TO DO:
[1] According to the rocWMMA support thread, which library does AMDGPU.jl use for matrix multiplication?
[2] Reproduce the stretch of the rocWMMA support thread from "Could you implement" through "for DL tasks.".

EXTRACTED TEXT:
JuliaGPU / AMDGPU.jl

AMD GPU (ROCm) programming in Julia
Other
281 stars 47 forks source link

rocWMMA support #560

Open radudiaconu0 opened 10 months ago

radudiaconu0 commented 10 months ago

Could you implement rocWMMA to use with Navi3 GPU? From what i understood it uses the AI accelerotors present in them for faster matrix multilplication. I guess this could make it faster for DL tasks.

https://github.com/ROCmSoftwarePlatform/rocWMMA

vchuravy commented 10 months ago

One could, but it would require probably quite a bit of work by someone.

CUDA.jl WMMA support was the work of a full-time master student.

radudiaconu0 commented 10 months ago

One could, but it would require probably quite a bit of work by someone.

CUDA.jl WMMA support was the work of a full-time master student.

wekk it has to be done at some point. why only nvidia to get all the goodies? :P

pxl-th commented 10 months ago

For matrix multiplication we are using rocBLAS, adding wmma support won't affect its performance.

pxl-th commented 10 months ago

And at this moment matrix multiplication is not a bottleneck in DL applications for AMDGPU. Timely memory freeing is.

vchuravy commented 10 months ago

wekk it has to be done at some point. why only nvidia to get all the goodies? :P

Are you volunteering?

radudiaconu0 commented 10 months ago

wekk it has to be done at some point. why only nvidia to get all the goodies? :P

Are you volunteering?

i would like to try

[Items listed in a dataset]

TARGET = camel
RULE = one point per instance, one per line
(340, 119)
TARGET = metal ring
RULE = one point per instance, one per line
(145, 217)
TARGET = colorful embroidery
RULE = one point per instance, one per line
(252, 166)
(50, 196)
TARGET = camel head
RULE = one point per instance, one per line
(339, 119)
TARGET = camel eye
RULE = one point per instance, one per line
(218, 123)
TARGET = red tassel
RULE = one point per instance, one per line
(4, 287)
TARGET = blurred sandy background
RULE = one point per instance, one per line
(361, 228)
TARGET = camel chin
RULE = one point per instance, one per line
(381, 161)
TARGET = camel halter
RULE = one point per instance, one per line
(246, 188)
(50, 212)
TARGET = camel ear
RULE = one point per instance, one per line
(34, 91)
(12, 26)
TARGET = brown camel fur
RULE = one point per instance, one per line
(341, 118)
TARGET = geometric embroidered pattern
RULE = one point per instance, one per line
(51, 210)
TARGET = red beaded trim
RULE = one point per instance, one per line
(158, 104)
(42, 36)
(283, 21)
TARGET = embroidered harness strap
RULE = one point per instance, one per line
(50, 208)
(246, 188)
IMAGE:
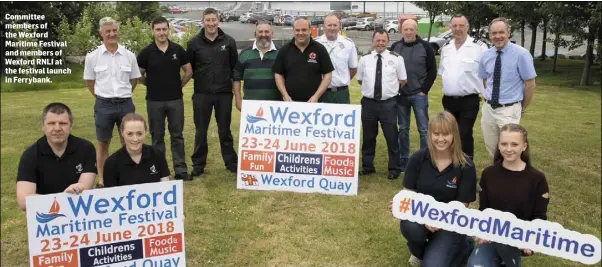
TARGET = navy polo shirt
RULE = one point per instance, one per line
(53, 174)
(453, 183)
(302, 71)
(120, 169)
(163, 81)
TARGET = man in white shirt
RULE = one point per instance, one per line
(111, 72)
(380, 74)
(343, 55)
(461, 83)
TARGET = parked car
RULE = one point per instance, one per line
(348, 22)
(362, 24)
(392, 26)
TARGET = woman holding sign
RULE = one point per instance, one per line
(444, 172)
(135, 162)
(510, 185)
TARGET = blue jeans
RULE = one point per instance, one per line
(493, 254)
(420, 105)
(441, 248)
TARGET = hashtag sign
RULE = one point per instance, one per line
(404, 205)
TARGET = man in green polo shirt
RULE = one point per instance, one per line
(254, 67)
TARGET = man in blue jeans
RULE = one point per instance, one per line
(421, 69)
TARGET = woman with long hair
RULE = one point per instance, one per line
(444, 172)
(511, 185)
(135, 162)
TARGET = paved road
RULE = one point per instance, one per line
(362, 39)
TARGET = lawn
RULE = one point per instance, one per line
(229, 227)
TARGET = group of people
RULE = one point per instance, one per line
(393, 82)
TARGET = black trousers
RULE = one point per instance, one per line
(385, 112)
(173, 110)
(203, 105)
(465, 109)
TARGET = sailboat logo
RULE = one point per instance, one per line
(52, 214)
(258, 116)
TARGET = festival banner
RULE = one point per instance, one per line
(502, 227)
(126, 226)
(299, 147)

ANSWERS BY TASK:
[1] rocBLAS

[2]
Could you implement rocWMMA to use with Navi3 GPU? From what i understood it uses the AI accelerotors present in them for faster matrix multilplication. I guess this could make it faster for DL tasks.